What you will do - With nothing added or dropped, output every record below exactly.

Supplied entries -
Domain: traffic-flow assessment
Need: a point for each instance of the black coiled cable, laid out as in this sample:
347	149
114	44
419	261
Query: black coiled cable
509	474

Solution to this problem -
Domain: traffic-flow assessment
Need: a point for each instance of the black coiled cable, laid out as in this sample:
347	149
114	44
419	261
Query: black coiled cable
509	474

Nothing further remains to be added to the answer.